Extract to read:
# powermax 38801



## 2.137269 (Nov 15, 2019)

want to ask you guys what your seeing going on with toro?? seems to be lots of cost cutting for the worst to me, lots of back orders for parts, lots of your ool for warranty issues . 
i have had and still have many toro machines, my first 2 snow blowers were a 624 and 824 powershifts from early 87 for a 88 model and a 97 824, never a issue with them even 30 years old, 

2017 powermax 38801 .maybe 10 hours of use on it over 2 winters, now it's turning into a rust bucket from UNDER the powder coat paint. from under every area where the sections are welded together making a seam snow can blow through and under,areas where the powder coat can never reach under allowing rust to start right from day one, i had a local dealer look at it and was told wish you luck,call them yourself , same basic wording tough, 

seems i have two choices to make buy a $544.00 main housing, ( plus $100.00 truck shipping) call in a dustless blasting guy to blast the housing clean, do a full weld up of it to seal every seam. reblast it, paint with a galvanizing compound paint making sure to soak the seam area's near the reweld, than a good epoxy primer and toro red paint, 
OK what would you guys do?? still really under the 3 year warranty but not because they blame salt?

i have to wait for some more posts to add the photo's but those will when i can


----------



## UNDERTAKER (Dec 30, 2013)

* Blast it and repaint it. I here they are doing great things with this Powder coating thing you speak of. Anyhoo, ALOHA From The Paradise City. :smiley-rpg027::smiley-rpg027::smiley-rpg027::smiley-rpg027::smiley-rpg027:*


----------



## Oneacer (Jan 3, 2011)

So much for a Toro Warranty I guess, … is that what you are saying, its not worth that much?


----------



## Zavie (Sep 23, 2014)

Most of the guys on the forum love their Toro's. At my dealer they had a 38801 on the showroom floor back when I was looking at the Ariens Pro 28. I was intrigued with it some because it had handwarmers. Moving it around and then going back to any of the Ariens made it seem toy like however.


----------



## 2.137269 (Nov 15, 2019)

oneacer said:


> So much for a Toro Warranty I guess, … is that what you are saying, its not worth that much?


yes!! not worth the paper it's printed on as it's not the first issue i had with this machine,first was the motor blew up at about 10 hours, got told i didn't have any oil in it , yah sure, they are shipped full with 0w30 , at 5 hours the first oil change the drain was full of metal particles enough to cause the rod to seize to the crank, so it now has a 302 cc loncin on it in place of a smaller motor
i'm going to try blasting it,than weld up every seam tight, from inside and outside. if i burn though with the tig, $544.00 plus shipping

don't understand why they didn't just make the housing in sections like the old powershifts and bolt them together.

another note i have looked at the newer 2019 and 2020 models and see the housings are even worsley welded .talk about gaps huge gaps that light can be seen though.


----------



## 2.137269 (Nov 15, 2019)

Short exercise 1:
Reproduce the part of the snowblower thread starting at "## UNDERTAKER (Dec" and ending at "(Jan 3, 2011)".
The snowblower thread and the listing come from unrelated sources.

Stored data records
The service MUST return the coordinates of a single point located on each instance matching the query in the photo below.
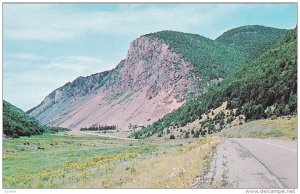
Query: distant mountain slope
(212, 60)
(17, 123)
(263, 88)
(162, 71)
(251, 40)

Short exercise 2:
Transcribe every line of the listing verbatim, leaving the pictures out.

Expected answer 1:
## UNDERTAKER (Dec 30, 2013)

* Blast it and repaint it. I here they are doing great things with this Powder coating thing you speak of. Anyhoo, ALOHA From The Paradise City. :smiley-rpg027::smiley-rpg027::smiley-rpg027::smiley-rpg027::smiley-rpg027:*


----------



## Oneacer (Jan 3, 2011)

Expected answer 2:
The service MUST return the coordinates of a single point located on each instance matching the query in the photo below.
Query: distant mountain slope
(212, 60)
(17, 123)
(263, 88)
(162, 71)
(251, 40)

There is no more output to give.